→ **Excerpted text**
Podcast: Play in new window
Subscribe: Apple Podcasts | RSS | More
Brendan Ogle is the spokesperson for Right2Water, and is Unite the Union’s Senior Officer in the Republic of Ireland.
*****
In the last podcast I had an interview with presidential candidate Gemma O’Doherty, and I have to say that I found the reactions to it pretty depressing. There was a twitterstorm in a teacup with a series of journalists making what I thought were incredibly petty complaints. In particular they complained of Gemma doing an undercover story several years ago that exposed some crisis pregnancy agencies advising clients on how to obtain and smuggle into Ireland abortion pills – which were illegal at the time – into the state.
Now, whatever you think of abortion, it’s pretty remarkable that a crisis pregnancy agency would advise someone to break the law, and reporting on that is absolutely a journalistic thing to do. Kitty Holland of the Irish Times in particular laid at Gemma O’Doherty’s door a tasteless joke on Twitter shared by someone who apparently supports Gemma.
Now, I can see that if Gemma O’Doherty had shared a tasteless joke, then she might be justifiably criticised, but criticising her for a bad joke from a supporter of hers, that’s just nonsense, and it exposes an agenda on the part of Kitty Holland. If Kitty Holland is so short of stories to report, she might do better to cover something like the garda commissioner being called as a witness in a case that centred on him personally benefiting from garda corruption – that was a story that made international headlines, but not a single word was printed about it in the Irish Times.
All that said, I don’t think that Gemma O’Doherty – or anyone else – is above criticism. I had a long discussion with Gemma O’Doherty after the recording, and she was not happy that I had asked her about instances of fake news that she had shared, including sharing stories fabricated by the Internet Research Agency, an arm of Russian Military Intelligence, the same bunch that were stoking dissent through Facebook during the 2016 election in the US, and ever since.
At the time that I recorded the interview, I hadn’t seen some other things that Gemma had promoted online, and I want to look at two in particular. The first is a graphic that she shared widely in the context of a story about a chemical that is claimed to be a carcinogen, that causes cancer.
The image puts Ireland among the countries with the highest cancer rates in the world, along with other rich western countries, and lists countries like Niger, Gambia, Bhutan and Yemen as countries with the lowest cancer rates.

→ **Complete the following**
• 1. According to the podcast piece on Gemma O'Doherty, what position does Brendan Ogle hold with Unite the Union?
• 2. Write the next few paragraphs of the podcast piece on Gemma O'Doherty, picking up after its last sentence.
The material that comes next has no connection to the podcast piece on Gemma O'Doherty.

→ **Data records**
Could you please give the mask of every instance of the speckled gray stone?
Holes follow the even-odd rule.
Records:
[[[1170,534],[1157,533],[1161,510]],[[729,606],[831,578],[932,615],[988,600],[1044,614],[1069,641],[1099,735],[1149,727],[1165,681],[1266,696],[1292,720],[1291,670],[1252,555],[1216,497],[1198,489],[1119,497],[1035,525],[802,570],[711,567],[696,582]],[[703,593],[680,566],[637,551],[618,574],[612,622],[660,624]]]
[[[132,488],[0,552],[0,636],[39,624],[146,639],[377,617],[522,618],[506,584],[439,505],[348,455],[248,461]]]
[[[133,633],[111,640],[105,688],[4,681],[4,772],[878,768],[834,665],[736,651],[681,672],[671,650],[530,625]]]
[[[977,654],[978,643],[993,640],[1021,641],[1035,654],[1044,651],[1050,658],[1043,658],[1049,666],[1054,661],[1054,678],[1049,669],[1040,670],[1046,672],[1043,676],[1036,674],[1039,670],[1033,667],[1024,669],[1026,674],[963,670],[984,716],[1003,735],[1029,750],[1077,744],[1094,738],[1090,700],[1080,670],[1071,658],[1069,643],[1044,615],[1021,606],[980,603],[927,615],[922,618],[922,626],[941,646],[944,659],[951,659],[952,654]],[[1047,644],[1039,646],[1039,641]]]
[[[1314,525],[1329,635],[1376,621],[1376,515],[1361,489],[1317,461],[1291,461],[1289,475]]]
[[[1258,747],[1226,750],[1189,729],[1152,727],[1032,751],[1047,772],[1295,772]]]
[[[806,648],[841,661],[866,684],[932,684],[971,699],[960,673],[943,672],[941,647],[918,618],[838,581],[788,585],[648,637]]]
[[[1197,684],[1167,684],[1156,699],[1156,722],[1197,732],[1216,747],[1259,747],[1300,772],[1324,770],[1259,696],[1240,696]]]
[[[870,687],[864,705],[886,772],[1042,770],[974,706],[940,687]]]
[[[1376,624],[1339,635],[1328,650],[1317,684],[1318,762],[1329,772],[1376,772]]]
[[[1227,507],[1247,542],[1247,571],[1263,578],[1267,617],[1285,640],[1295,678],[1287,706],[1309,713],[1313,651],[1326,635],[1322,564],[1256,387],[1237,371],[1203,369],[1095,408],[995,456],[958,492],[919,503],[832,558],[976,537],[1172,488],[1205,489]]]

* * *

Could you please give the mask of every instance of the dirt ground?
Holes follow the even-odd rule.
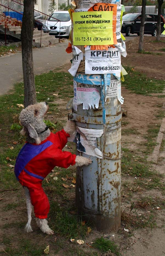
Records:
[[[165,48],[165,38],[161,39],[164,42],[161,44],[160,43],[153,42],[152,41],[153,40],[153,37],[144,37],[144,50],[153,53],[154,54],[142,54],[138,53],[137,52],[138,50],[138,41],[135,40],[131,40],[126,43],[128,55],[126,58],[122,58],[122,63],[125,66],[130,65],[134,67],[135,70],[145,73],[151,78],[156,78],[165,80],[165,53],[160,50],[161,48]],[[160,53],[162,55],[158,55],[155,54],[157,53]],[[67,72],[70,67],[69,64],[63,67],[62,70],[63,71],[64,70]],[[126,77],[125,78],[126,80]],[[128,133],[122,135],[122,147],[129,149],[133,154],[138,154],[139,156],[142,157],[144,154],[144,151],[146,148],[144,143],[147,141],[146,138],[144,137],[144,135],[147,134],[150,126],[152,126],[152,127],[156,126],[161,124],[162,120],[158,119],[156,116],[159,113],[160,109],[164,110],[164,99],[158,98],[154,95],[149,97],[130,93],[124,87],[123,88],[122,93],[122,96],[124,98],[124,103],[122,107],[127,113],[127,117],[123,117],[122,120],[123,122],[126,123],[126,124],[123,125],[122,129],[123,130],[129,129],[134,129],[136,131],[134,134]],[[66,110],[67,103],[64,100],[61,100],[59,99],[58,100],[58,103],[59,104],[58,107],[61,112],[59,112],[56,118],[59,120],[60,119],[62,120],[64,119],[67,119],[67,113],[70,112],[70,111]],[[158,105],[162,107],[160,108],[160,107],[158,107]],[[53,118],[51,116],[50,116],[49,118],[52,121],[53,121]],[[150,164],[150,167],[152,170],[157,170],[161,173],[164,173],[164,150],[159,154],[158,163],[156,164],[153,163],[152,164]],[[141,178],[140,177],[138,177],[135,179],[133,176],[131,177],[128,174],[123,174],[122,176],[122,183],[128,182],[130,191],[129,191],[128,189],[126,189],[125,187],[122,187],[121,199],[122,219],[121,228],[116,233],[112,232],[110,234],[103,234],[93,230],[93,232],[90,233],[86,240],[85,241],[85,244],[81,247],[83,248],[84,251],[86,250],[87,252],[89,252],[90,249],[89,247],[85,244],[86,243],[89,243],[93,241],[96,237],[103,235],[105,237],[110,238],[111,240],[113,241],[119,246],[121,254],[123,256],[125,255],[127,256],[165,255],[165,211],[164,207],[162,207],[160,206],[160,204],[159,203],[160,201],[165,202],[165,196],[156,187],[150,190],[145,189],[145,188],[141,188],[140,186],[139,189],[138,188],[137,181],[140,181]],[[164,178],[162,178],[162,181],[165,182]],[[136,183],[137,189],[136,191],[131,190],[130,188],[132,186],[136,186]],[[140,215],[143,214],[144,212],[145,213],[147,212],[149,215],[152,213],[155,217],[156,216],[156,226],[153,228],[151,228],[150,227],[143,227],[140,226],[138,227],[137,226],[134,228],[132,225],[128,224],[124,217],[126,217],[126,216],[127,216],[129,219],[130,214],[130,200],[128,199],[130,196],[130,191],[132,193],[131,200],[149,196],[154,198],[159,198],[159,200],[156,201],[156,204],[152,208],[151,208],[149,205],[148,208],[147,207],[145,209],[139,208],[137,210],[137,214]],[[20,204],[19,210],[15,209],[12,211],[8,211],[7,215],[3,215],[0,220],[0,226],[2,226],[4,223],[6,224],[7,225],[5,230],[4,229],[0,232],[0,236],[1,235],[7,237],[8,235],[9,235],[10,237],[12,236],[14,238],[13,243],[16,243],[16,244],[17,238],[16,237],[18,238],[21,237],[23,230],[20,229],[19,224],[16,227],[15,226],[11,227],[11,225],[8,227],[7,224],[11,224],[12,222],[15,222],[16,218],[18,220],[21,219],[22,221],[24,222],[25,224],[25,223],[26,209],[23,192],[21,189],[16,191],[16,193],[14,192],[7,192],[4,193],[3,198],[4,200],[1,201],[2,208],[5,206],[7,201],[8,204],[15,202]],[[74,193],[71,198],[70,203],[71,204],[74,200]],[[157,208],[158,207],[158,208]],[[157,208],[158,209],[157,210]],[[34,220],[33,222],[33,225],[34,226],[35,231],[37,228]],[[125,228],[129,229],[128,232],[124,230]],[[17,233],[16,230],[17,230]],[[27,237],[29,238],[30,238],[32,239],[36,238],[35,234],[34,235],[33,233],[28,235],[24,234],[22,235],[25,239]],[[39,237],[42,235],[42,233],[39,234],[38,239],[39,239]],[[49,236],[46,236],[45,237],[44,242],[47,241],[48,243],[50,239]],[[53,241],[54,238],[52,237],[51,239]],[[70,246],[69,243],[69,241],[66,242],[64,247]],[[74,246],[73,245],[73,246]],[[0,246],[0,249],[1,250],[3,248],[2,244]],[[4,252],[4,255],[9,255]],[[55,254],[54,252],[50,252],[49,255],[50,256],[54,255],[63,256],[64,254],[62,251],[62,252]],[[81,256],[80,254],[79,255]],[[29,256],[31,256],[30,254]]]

→ **Your responses**
• 1. He is Unite the Union's Senior Officer in the Republic of Ireland.

• 2.
The intent is clearly to promote the idea that the industrialised west is bad for your health. And this is absolute nonsense. Cancer is a disease of old age. The reason that Ireland, Denmark, Australia and Norway have among the highest cancer rates in the world is because we have the highest life expectancies in the world. People in Niger, Gambia, Bhutan and Yemen don’t get cancer because they are dead of other causes before they are old enough to die of cancer, and to think otherwise is daft tinfoil-hat conspiratorial nonsense.
Also, on other media Gemma has defended her coverage and sharing of stories on the HPV vaccine Gardasil. She’s said that she is just asking questions, but that’s not quite true. It’s clear from the direction of her apologia that she supports some antivaxxers, and at least sometimes she reports outrageous and false antivaxxer claims as fact. That’s not ‘just asking questions’.
Given the constitutional restrictions on the office, we have a lot of presidential wannabees, a lot of presidential wannabees who are talking about how they would use the office in creative ways. That’s not a bad thing. Mary Robinson was slapped down for making a similar claim, and she proved the critics wrong.
But if you’re going to do that, remember that judgement is key. It’s true, that who the president is photographed with, who they host at the Áras, that has an impact. And Gemma O’Doherty and other candidates have put that on the agenda. Now that it’s out there, nobody can complain that the judgement of the candidate in who or what they might endorse is central to the election of a president. And that means that a candidate’s record of good or bad judgement in the past is fair game to discuss.